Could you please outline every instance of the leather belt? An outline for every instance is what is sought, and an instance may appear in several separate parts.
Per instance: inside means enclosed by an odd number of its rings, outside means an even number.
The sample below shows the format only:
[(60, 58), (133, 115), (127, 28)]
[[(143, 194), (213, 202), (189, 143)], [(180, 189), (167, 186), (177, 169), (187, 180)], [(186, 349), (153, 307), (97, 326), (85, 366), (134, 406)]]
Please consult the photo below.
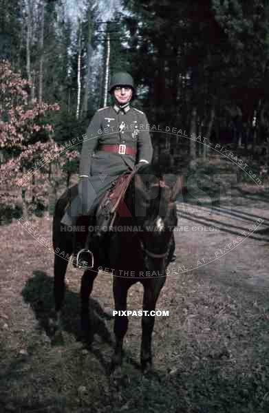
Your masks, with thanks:
[(105, 152), (114, 152), (120, 155), (136, 155), (136, 149), (126, 145), (102, 145), (98, 148), (99, 151)]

* EXERCISE AIM
Please render the lines from the first one up to and including the line with "Per instance: inside" as a JSON list of strings, one string per line, leaving out any blank lines.

* REPLY TO THE EXERCISE
[
  "Could you please outline every instance of the leather belt? An outline for every instance is what is sought, and an instance may appear in several separate parts.",
  "Per instance: inside means enclosed by an odd number of its rings, outside means an even number."
]